The Miami Herald
March 6, 1999
 
 
El Salvador's ex-rebels stumble in presidential bid

             By GLENN GARVIN
             Herald Staff Writer

             SAN SALVADOR -- Barely a year ago, it seemed a dramatic tale was unfolding
             here: The leftist ex-guerrillas who successfully resisted the efforts of three U.S.
             presidents to wipe them out were on the verge of taking power in El Salvador with
             ballots, not bullets.

             But in a remarkable turnaround, when Salvadorans go to the polls Sunday to elect
             a new president, it appears all but certain that they will turn once again to the ruling
             right-wing ARENA party, with the left suffering a shattering defeat that puts its
             whole future into question.

             Three polls released late last month show ARENA's Ivy League-educated
             Francisco Flores, a former philosophy professor, with a lead of about 20
             percentage points over Facundo Guardado, the candidate of the Farabundo Marti
             National Liberation Front (FMLN) and former commander in chief of the guerrilla
             army.

             If Flores fails to win an outright majority -- and with seven candidates on the
             ballot, political analysts say that will be difficult -- a runoff election will be held in
             April.

             Struggling to reach a runoff election is hardly what FMLN chiefs expected to be
             doing when they were mapping their campaign strategy last year. Just five years
             after laying down their guns and transforming themselves into a political party, their
             party won a third of the seats in the National Assembly, just one less than
             ARENA, and took control of 100 city halls around the country -- including the
             capital.

             Hector Silva, a moderate who sang the praises of market economics, was the new
             mayor of San Salvador and seemingly the obvious FMLN presidential candidate
             for 1999.

             ARENA, the victor in the past two presidential elections, was foundering.
             President Armando Calderon Sol's government was battered by corruption
             scandals and mediocre economic performance.

             Setback for ex-rebels

             ``Then two things happened,'' observed Luis Cardenal, a political independent
             who is head of El Salvador's chamber of commerce. ``ARENA found Flores, and
             the FMLN started shooting itself in the foot.''

             Two FMLN nominating conventions dissolved into acrimonious shouting matches
             between the party's hard-line Marxists and its reformist wing. At the third
             convention, the reformers finally prevailed, but only by putting up two former
             guerrilla commanders as candidates for president and vice president.

             The 44-year-old Guardado was best known for leading a guerrilla patrol that shot
             its way into the San Salvador hotel where large delegations of U.S. and OAS
             diplomats were staying during the FMLN's last major offensive that ravaged the
             capital in 1989.

             He achieved new notoriety when a secret weapons depot he had set up in
             Nicaragua exploded in 1993, blowing up an entire city block and killing several
             bystanders.

- Job -
Pick up the article on El Salvador's ex-rebels after its final sentence and write the next few paragraphs.

- Extracted information -

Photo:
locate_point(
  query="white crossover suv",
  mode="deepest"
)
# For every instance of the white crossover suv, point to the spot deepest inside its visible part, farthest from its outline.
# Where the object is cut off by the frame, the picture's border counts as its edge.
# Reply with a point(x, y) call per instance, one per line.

- Solved exercise -
             Not only did the arms depot violate the 1992 peace treaty that ended El
             Salvador's 13-year civil war but investigators found in the rubble plans for a wave
             of ransom kidnappings throughout the hemisphere, as well as stacks of forged and
             stolen passports.

             The vice presidential nominee, Maria Marta Valladares, known by her guerrilla
             nom de guerre, Nidia Diaz, was also linked to violence during the civil war. Diaz is
             prohibited from entering the United States because FMLN guerrillas from her
             faction staged a terrorist attack at a San Salvador restaurant in 1985 that killed
             about 20 people, including four U.S. Marines. Though Diaz was in prison at the
             time and has always denied ordering the attack, she defended it as legitimate in an
             autobiography published after the war.

             ``By nominating those people, they lost a golden opportunity to reach out to
             people and build a broader party,'' said Cardenal. ``This is much too hard-core an
             FMLN ticket to appeal to very many voters.''

             With its party too fractured to lend it much support, the Guardado-Diaz ticket
             never really got off the ground, barely clinging to second place in some polls.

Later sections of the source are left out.